◆ Document segment ◆
35. MEDIUM SHOT: NARRATOR IN FRONT OF NEUTRAL BACKGROUND

         NARRATOR (CONTINUING)

      First lets consider some small sets and their subsets.  If you
      have a set with only one thing in it, there are two possible
      subsets: the original set with one thing in it and the
      empty set, which you will recall is the name for a set with
      nothing in it.

36. ANIMATION A-2





         NARRATOR (CONTINUING)
      This animation is cycling through these two options. 
      One thing, then nothing.  Or if you prefer, nothing,
      then one thing.  The sphere is the one object, and
      we use red to show not being in the set and green to
      show being in the set.  Just like red means stop and
      green means go at a traffic light, here red means "no"
      and green means "yes."

      So far with this example it is no problem to just breeze
      through all the combinations.

37. ANIMATION A-3





         NARRATOR (CONTINUING)
      Next consider a set of two objects.  There are four subsets:
      no objects, one object, the other object, or both objects.
      We highlight the connection between them to emphasize that
      they are in a subset together.

38. MEDIUM SHOT: NARRATOR IN FRONT OF NEUTRAL BACKGROUND

         NARRATOR (CONTINUING)
      So one object had 2 subsets, while 2 objects had 4 subsets.
      What do you think, will 3 objects have 6 subsets?

39. ANIMATION A-4





         NARRATOR (CONTINUING)
      As you can see in this animation, there is one way to take
      no things, three ways to take one thing, three ways to
      take two things, and one way to take three things.
      That adds up to eight subsets.

40. MEDIUM SHOT: NARRATOR IN FRONT OF NEUTRAL BACKGROUND

         NARRATOR (CONTINUING)
      Eight?  The sequence goes 2, 4, 8 so far.  Is it doubling
      every time? Let's see.

41. ANIMATION A-5





         NARRATOR (CONTINUING)
      Sure enough.  When there are four objects, there is
      one way to have no thing, four ways to have one thing,
      six ways to have two things -- four around the square
      and the two diagonals -- four ways to have three things
      and one way to have four things.

42. MEDIUM SHOT: NARRATOR IN FRONT OF NEUTRAL BACKGROUND

         NARRATOR (CONTINUING)

Data items
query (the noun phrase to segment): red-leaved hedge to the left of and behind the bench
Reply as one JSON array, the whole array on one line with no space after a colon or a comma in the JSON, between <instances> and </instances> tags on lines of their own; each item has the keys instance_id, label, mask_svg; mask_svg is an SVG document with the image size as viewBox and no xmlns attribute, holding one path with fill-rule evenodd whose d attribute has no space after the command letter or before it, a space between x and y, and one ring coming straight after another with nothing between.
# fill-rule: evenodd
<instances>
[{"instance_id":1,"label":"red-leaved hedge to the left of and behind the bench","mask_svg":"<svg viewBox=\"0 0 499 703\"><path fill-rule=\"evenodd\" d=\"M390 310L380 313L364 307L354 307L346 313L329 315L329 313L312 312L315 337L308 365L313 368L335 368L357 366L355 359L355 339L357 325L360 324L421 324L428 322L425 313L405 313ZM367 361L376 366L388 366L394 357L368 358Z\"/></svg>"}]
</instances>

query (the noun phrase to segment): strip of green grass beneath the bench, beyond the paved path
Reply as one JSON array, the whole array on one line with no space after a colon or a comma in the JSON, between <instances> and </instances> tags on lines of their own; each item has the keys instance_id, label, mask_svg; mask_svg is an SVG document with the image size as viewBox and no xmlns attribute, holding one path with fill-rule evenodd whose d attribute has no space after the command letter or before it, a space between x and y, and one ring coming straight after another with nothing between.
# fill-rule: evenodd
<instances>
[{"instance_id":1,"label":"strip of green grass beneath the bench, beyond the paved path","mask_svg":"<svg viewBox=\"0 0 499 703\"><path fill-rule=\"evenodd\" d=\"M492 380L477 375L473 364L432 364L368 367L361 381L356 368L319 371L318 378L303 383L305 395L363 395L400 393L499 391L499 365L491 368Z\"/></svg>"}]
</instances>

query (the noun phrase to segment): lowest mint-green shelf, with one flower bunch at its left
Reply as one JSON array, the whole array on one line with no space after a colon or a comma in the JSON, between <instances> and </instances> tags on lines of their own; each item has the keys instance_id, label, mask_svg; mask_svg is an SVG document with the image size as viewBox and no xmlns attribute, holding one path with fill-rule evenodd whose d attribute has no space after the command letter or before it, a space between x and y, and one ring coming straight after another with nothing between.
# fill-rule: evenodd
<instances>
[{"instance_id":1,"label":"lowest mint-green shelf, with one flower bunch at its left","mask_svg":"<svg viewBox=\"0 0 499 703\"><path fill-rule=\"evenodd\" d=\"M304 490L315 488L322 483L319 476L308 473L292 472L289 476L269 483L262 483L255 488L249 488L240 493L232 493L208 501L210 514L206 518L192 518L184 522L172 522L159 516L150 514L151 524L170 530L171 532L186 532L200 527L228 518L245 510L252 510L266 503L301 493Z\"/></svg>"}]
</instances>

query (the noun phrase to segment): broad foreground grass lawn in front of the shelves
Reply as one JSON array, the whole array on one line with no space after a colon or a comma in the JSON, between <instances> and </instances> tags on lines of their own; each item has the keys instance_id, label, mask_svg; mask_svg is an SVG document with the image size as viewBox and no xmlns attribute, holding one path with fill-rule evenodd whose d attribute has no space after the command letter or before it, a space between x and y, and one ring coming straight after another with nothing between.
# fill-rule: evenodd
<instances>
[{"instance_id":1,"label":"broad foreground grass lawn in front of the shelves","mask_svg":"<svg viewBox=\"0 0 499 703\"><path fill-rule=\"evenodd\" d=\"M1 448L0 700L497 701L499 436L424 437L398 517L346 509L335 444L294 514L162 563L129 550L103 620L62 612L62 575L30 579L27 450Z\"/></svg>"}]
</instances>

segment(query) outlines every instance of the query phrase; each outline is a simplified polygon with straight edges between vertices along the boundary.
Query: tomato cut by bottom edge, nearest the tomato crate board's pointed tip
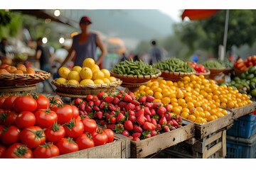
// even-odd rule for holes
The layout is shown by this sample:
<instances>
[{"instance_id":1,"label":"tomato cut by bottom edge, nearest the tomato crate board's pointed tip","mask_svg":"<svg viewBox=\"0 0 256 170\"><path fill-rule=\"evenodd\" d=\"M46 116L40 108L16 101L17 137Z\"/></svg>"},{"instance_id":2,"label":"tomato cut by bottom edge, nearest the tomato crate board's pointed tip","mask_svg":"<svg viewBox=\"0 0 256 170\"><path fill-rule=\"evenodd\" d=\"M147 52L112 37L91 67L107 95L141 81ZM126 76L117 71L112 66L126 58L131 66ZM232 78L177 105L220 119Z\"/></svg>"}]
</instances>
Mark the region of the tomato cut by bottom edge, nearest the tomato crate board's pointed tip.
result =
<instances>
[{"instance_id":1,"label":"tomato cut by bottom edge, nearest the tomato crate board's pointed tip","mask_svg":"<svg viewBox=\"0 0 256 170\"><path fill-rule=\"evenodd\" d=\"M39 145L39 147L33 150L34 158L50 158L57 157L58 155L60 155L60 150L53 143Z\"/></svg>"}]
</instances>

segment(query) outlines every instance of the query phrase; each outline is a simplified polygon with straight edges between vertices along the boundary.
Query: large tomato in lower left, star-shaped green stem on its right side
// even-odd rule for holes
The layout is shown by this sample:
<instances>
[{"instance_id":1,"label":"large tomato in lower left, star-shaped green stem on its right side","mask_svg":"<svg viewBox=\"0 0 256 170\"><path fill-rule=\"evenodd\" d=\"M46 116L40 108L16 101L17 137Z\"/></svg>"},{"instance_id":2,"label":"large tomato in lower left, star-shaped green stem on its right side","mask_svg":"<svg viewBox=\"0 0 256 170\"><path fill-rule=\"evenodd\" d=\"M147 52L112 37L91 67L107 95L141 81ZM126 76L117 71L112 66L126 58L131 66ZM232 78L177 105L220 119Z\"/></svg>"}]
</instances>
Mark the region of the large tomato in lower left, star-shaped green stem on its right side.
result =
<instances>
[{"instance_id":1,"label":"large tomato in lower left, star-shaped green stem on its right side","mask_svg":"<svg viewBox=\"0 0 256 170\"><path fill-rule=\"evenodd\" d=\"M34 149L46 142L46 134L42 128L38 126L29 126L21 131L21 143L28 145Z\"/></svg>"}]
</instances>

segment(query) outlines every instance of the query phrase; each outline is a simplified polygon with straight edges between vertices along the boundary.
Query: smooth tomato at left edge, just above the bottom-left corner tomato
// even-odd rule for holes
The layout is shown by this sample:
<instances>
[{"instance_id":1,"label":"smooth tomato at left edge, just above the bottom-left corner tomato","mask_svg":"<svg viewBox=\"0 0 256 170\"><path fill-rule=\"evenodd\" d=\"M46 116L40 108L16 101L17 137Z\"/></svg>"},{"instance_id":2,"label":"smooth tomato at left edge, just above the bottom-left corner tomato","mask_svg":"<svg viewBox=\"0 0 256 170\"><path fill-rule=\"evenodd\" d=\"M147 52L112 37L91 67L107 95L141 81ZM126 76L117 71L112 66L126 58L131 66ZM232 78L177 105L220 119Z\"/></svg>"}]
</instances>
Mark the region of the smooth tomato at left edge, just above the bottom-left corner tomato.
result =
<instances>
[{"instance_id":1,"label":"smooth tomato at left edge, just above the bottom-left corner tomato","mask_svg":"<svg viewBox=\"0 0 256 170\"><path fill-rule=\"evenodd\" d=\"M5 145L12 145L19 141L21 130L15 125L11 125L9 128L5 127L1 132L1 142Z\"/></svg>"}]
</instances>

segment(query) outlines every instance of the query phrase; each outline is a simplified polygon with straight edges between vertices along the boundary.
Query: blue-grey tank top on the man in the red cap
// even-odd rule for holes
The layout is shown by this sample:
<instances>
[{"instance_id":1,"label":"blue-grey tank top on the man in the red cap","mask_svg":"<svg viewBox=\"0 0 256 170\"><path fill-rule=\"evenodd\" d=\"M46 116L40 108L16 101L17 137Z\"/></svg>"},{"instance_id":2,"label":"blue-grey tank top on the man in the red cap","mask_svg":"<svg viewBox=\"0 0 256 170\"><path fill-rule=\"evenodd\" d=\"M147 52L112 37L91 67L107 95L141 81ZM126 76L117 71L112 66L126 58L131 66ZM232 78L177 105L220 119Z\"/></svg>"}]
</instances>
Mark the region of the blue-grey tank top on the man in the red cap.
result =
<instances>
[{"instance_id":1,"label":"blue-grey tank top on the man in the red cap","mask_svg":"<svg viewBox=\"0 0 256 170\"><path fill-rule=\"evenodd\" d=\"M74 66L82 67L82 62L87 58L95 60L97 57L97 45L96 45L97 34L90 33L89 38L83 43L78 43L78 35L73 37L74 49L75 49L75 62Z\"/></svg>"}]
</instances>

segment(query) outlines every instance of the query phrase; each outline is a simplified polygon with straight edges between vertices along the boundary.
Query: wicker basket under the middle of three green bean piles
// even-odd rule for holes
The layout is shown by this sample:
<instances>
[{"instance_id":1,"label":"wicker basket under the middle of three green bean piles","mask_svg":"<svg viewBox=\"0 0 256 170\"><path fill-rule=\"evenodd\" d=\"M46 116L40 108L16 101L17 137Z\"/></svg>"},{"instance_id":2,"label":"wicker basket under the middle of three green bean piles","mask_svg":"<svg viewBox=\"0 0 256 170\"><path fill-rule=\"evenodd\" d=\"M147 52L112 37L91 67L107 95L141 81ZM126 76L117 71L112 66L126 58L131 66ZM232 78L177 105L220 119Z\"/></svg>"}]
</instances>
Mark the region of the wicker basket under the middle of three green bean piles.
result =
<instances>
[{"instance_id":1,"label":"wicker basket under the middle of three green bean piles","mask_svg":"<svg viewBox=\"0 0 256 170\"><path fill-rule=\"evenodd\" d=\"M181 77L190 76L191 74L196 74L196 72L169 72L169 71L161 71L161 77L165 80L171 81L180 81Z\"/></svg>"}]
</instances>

* * *

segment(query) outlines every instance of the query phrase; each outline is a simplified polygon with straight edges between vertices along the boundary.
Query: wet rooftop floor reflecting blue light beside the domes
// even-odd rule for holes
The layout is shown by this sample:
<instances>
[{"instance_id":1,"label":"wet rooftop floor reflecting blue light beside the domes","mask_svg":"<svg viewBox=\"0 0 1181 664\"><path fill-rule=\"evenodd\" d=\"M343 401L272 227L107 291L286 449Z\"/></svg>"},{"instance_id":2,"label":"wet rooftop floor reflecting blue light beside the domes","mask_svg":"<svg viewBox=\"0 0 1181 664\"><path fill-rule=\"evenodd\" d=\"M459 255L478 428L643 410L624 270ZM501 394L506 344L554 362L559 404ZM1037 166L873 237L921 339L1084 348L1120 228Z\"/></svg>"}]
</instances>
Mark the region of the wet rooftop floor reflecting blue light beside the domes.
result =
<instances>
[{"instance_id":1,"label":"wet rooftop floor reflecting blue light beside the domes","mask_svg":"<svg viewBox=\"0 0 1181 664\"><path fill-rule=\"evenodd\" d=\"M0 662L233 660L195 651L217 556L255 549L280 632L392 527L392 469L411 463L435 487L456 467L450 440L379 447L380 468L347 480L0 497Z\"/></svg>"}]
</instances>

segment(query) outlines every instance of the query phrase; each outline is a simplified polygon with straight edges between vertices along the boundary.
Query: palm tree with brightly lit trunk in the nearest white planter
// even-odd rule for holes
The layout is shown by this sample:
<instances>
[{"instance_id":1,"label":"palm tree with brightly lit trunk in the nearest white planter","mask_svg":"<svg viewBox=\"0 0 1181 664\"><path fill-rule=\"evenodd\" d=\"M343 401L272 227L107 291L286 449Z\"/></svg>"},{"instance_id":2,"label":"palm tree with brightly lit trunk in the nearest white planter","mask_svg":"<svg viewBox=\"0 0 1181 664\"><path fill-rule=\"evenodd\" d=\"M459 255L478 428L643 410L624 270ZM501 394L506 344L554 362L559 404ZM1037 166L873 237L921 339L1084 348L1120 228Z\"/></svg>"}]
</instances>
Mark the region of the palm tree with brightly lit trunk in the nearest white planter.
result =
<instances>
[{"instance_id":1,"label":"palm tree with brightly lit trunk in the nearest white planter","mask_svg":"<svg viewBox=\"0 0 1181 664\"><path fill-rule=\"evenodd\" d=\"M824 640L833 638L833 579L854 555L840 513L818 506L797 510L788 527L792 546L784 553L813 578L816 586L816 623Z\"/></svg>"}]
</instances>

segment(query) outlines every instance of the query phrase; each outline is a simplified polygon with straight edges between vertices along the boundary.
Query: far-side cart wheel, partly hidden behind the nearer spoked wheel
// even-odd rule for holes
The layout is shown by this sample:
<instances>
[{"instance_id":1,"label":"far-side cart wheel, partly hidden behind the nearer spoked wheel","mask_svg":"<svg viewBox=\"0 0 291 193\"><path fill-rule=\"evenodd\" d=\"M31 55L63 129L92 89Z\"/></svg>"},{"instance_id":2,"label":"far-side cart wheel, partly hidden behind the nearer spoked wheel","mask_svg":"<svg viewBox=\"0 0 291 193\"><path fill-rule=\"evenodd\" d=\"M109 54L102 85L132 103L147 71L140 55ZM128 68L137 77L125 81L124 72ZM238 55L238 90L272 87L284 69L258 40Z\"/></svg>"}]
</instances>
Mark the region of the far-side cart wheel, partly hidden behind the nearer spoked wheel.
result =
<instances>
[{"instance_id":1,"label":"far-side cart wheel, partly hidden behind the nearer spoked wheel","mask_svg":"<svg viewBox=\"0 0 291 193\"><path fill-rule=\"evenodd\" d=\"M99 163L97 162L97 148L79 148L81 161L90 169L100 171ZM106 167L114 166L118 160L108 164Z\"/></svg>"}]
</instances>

◆ Things to do ◆
a: Summarize the script excerpt on subsets in two sentences.
b: Turn the paragraph of the subsets script that begins "As you can see in this animation" into a short list.

◆ Answers ◆
a: The narration counts the subsets of small sets: one object gives two subsets (the set itself and the empty set), and two objects give four. Animations then show eight subsets for three objects and, for four objects, one way to take none, four ways to take one, six to take two, four to take three and one to take all four, bearing out the guess that the count doubles each time.

b:
- No things: one way
- One thing: three ways
- Two things: three ways
- Three things: one way
- Total: eight subsets